Detective Maples: No, there was not.
State: Did any of them give you information
about what they were doing?
Detective Maples: They did not, no.
***
State: Did . . . Mr. Kelly appear to be befuddled
or confused about why he was being
stopped?
Detective Petree: No, sir.
State: Did he say anything to you?
Detective Petree: Uh, none of the three really wanted to
talk to us.
(Tr. Vol. 2, pp. 107-08, 137.)
The prosecutor then argued in closing, in relevant part:
[Kelly’s] guilty mind is also proven by things he didn’t say.
After the pursuit when he was given a chance to talk, to say
what happened, to say, I don’t know, [Roosevelt] just asked me
to drive him to see a friend for money, we didn’t hear that. He
didn’t say that. He didn’t say I was just driving out here to
meet a friend. I’ve [g]ot no idea why you’re-why you’re
stopping me. He wasn’t surprised at all he was being stopped
because he knew exactly what was happening. You heard from
the jail call-ca-phone call, he [was] caught up in a narcotics
bust. He didn’t know police would be waiting for him when he
arrived at that [drug dealer’s] address.

════════

**The problem:** In the trial excerpt, what did Detective Petree say when asked whether Mr. Kelly said anything to him?

════════

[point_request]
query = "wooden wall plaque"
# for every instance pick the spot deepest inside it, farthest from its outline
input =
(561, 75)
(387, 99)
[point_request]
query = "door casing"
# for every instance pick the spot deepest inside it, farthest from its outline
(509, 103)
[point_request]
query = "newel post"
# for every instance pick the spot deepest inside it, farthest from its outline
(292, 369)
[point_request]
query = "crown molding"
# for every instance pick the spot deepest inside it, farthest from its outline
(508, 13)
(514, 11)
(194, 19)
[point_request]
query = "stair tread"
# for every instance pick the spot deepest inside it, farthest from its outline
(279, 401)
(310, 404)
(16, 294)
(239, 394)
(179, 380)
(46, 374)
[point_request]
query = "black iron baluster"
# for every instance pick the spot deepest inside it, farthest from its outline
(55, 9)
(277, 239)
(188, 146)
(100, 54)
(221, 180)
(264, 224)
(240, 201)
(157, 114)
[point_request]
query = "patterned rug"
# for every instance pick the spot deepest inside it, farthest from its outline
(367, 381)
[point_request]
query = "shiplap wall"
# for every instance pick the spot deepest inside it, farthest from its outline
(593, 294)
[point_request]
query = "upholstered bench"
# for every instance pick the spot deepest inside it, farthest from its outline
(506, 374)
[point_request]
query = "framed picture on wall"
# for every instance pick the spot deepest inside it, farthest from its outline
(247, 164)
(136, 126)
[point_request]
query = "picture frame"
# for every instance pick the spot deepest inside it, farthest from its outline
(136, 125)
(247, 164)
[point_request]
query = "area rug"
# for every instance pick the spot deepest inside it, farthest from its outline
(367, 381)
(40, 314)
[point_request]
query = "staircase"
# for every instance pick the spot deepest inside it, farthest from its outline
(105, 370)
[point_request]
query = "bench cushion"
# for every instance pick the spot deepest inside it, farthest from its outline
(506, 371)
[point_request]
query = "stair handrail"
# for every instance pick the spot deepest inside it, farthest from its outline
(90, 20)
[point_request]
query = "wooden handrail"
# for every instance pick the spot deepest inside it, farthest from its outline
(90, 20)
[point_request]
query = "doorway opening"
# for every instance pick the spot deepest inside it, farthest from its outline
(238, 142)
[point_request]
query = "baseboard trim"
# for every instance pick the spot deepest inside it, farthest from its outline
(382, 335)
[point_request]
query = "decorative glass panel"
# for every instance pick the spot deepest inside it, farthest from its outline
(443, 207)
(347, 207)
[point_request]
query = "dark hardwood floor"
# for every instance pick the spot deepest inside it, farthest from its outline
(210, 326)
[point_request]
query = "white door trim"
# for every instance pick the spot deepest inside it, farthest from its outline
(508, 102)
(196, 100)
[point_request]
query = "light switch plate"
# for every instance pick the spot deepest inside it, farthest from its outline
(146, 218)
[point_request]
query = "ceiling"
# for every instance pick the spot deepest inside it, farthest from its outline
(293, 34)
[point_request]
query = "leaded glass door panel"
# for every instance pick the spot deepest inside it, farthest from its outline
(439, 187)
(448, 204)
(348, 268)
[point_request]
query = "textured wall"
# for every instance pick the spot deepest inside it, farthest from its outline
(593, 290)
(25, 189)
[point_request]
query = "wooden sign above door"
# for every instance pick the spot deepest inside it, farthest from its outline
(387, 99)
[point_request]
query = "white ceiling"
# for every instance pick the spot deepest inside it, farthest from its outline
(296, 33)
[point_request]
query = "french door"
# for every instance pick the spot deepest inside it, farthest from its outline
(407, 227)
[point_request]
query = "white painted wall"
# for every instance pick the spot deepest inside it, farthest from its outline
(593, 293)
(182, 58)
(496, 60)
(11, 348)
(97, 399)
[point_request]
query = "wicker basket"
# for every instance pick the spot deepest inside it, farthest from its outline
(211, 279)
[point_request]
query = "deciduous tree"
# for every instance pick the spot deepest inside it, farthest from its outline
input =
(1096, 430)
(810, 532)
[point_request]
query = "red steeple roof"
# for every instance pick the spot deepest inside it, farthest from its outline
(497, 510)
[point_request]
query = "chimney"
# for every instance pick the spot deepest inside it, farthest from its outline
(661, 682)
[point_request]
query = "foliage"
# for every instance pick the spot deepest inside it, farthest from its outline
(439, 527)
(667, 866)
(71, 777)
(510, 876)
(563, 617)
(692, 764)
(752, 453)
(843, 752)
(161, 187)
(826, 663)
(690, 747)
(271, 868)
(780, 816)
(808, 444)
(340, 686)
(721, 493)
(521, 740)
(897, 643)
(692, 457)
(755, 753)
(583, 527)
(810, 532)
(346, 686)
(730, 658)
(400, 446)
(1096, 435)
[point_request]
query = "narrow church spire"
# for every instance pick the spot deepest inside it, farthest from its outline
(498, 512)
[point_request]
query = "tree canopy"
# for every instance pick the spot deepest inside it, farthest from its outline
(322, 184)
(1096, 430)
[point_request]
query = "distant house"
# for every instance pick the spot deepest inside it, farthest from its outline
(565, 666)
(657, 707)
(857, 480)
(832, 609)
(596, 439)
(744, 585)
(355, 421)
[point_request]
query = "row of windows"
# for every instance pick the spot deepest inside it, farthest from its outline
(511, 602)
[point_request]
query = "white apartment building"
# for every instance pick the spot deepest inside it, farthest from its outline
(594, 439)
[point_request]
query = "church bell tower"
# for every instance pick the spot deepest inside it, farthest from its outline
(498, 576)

════════

**Task result:** None of the three really wanted to talk to the detectives.